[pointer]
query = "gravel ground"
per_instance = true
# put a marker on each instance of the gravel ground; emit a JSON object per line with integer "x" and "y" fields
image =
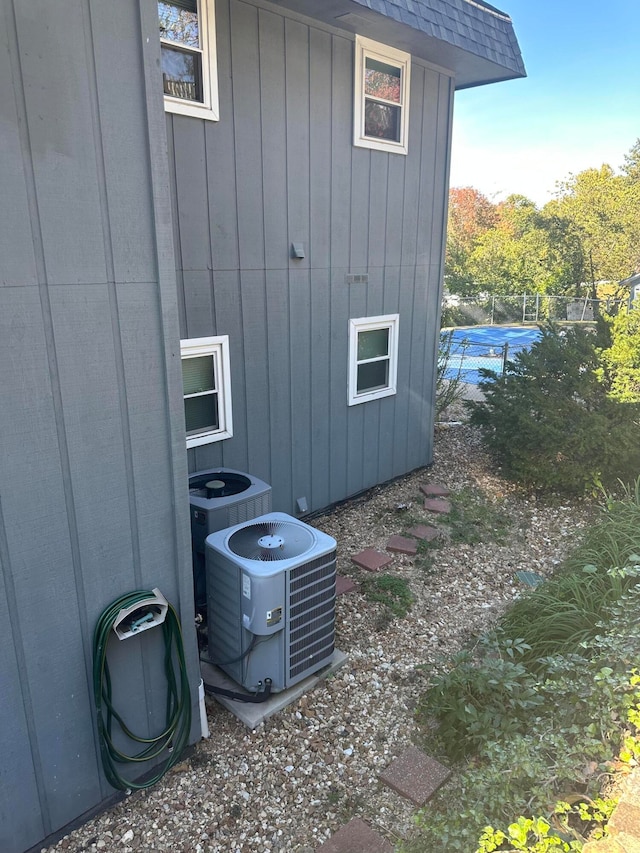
{"x": 288, "y": 785}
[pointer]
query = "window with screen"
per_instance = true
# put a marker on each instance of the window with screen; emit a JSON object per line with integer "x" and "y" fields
{"x": 207, "y": 389}
{"x": 373, "y": 357}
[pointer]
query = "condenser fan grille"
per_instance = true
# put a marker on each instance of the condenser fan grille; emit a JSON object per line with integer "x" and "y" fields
{"x": 268, "y": 541}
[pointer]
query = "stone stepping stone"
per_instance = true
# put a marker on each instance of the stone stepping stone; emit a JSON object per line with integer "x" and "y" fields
{"x": 415, "y": 775}
{"x": 402, "y": 545}
{"x": 355, "y": 837}
{"x": 344, "y": 585}
{"x": 371, "y": 560}
{"x": 437, "y": 505}
{"x": 434, "y": 490}
{"x": 425, "y": 532}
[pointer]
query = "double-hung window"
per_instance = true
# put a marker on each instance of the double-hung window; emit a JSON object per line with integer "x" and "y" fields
{"x": 206, "y": 384}
{"x": 382, "y": 76}
{"x": 373, "y": 358}
{"x": 187, "y": 45}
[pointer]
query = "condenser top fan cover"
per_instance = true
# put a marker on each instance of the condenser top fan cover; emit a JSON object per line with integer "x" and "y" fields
{"x": 272, "y": 540}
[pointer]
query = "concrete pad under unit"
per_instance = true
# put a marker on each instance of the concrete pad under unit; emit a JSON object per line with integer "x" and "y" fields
{"x": 252, "y": 713}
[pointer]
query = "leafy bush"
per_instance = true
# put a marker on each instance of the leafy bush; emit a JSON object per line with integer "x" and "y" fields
{"x": 475, "y": 702}
{"x": 548, "y": 420}
{"x": 621, "y": 360}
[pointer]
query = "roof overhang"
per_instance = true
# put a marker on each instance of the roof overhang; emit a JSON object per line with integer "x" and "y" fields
{"x": 476, "y": 45}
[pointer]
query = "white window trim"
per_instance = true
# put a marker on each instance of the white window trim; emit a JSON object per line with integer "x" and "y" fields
{"x": 210, "y": 107}
{"x": 383, "y": 53}
{"x": 365, "y": 324}
{"x": 218, "y": 347}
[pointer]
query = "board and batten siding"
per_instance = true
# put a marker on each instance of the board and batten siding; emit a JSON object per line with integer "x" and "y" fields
{"x": 279, "y": 167}
{"x": 93, "y": 473}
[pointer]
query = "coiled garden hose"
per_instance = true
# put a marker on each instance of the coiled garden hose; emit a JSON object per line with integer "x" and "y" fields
{"x": 178, "y": 706}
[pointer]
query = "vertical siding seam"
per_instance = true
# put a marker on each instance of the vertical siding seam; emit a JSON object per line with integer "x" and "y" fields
{"x": 331, "y": 329}
{"x": 63, "y": 450}
{"x": 265, "y": 284}
{"x": 116, "y": 330}
{"x": 22, "y": 668}
{"x": 423, "y": 118}
{"x": 170, "y": 350}
{"x": 428, "y": 378}
{"x": 291, "y": 452}
{"x": 212, "y": 304}
{"x": 177, "y": 234}
{"x": 232, "y": 112}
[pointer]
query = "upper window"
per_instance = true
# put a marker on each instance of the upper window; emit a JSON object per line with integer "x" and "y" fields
{"x": 381, "y": 96}
{"x": 187, "y": 43}
{"x": 206, "y": 384}
{"x": 373, "y": 357}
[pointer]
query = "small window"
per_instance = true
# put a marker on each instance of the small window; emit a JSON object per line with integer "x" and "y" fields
{"x": 187, "y": 46}
{"x": 206, "y": 384}
{"x": 373, "y": 358}
{"x": 381, "y": 96}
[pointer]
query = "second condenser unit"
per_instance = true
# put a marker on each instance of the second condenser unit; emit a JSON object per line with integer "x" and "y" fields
{"x": 220, "y": 498}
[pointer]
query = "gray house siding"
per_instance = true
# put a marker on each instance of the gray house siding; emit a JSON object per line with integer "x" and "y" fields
{"x": 280, "y": 167}
{"x": 92, "y": 465}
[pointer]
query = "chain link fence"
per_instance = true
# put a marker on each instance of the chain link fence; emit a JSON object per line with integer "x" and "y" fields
{"x": 464, "y": 353}
{"x": 525, "y": 308}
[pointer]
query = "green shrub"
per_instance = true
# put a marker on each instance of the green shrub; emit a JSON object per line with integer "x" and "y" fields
{"x": 564, "y": 611}
{"x": 590, "y": 705}
{"x": 391, "y": 591}
{"x": 523, "y": 734}
{"x": 477, "y": 700}
{"x": 474, "y": 518}
{"x": 613, "y": 540}
{"x": 549, "y": 422}
{"x": 621, "y": 360}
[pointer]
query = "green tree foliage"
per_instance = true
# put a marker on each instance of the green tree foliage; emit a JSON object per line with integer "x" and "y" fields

____________________

_Task description:_ Check the entries above line by line and return each one containing the word "ground".

_Solution to the exercise:_
query = "gravel ground"
# put a marker on each instance of the gravel ground; emit a JSON object per line with integer "x" and "y" fields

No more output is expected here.